◆ What you are asked to do
Word for word, restate the lines of the listing from the one that holds "Wildlife-survey tagging: tag each instance of the overcast" through the very last line, and nothing more.

◆ Dataset extract
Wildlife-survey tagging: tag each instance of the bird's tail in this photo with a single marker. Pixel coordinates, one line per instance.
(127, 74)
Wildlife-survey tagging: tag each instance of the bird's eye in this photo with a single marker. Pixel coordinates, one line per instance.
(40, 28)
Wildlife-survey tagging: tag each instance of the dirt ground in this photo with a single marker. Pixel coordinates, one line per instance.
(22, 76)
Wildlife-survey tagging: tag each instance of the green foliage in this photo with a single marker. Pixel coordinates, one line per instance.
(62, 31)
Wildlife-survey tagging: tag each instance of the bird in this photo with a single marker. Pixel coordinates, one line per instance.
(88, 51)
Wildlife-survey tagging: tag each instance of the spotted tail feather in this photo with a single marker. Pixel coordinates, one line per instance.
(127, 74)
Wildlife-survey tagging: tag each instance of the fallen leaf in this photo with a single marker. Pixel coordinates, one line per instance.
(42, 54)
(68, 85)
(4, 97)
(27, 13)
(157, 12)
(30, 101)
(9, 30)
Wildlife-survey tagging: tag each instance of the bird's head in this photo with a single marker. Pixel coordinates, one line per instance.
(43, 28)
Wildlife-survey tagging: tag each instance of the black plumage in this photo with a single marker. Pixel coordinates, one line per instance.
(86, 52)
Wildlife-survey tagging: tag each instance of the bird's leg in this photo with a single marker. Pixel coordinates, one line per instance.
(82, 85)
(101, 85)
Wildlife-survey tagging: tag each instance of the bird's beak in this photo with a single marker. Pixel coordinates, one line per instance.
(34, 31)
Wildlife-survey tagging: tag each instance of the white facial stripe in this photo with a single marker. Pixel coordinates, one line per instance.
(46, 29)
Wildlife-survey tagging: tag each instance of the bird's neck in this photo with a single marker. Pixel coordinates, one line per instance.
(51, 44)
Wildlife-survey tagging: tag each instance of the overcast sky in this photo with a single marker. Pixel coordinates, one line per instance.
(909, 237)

◆ Output for this exercise
Wildlife-survey tagging: tag each instance of the overcast sky in this photo with a single marker. Pixel coordinates, one line per instance.
(909, 237)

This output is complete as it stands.